> [Your task] Rewrite the listing below, replacing "photo" with "image" everywhere and leaving everything else unchanged. Omit the pictures from your answer.

> [Input]
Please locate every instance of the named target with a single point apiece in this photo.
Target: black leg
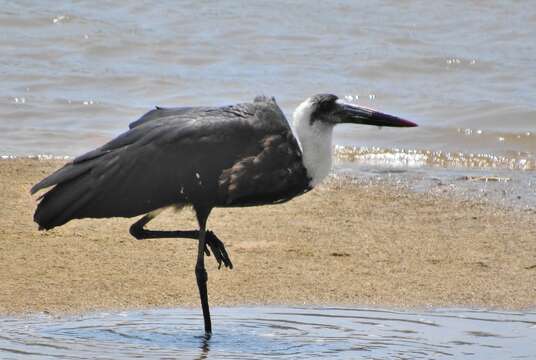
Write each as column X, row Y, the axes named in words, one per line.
column 200, row 271
column 202, row 278
column 216, row 245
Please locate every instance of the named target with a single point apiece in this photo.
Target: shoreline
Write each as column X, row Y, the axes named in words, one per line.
column 340, row 245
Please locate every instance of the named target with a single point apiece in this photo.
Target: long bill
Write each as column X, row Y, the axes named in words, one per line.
column 349, row 113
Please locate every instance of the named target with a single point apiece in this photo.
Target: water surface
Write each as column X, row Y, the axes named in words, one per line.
column 279, row 332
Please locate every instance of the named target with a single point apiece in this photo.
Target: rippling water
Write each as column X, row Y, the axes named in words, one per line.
column 75, row 74
column 263, row 332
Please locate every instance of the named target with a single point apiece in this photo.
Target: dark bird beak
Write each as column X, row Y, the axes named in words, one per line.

> [Solution for this task]
Please locate every instance of the named target with a single point apiece in this image.
Target: black leg
Write each as column X, row Y, the axes named in words, one per line.
column 200, row 271
column 202, row 278
column 216, row 245
Please locate every instance of the named target with a single point apiece in this image.
Target: shoreline
Write each as column X, row Y, the axes named in words, one per line.
column 340, row 245
Please locate every instance of the named target with a single point apiece in this image.
Target: long bill
Write each as column X, row Y, the axes named in words, one per line.
column 349, row 113
Please locate every instance of the named target with a single point apiece in this image.
Target: water surface
Write each as column X, row Y, the axes named in words, one per line.
column 279, row 332
Please locate every instance of the named target with a single point apiece in this image.
Target: rippling water
Write each as column X, row Y, the axes named in words, one per line.
column 75, row 74
column 263, row 332
Please locate every instance of the named target with a single point apiece in this image.
Target: dark bird beak
Write each as column X, row Y, the axes named in words, one per line.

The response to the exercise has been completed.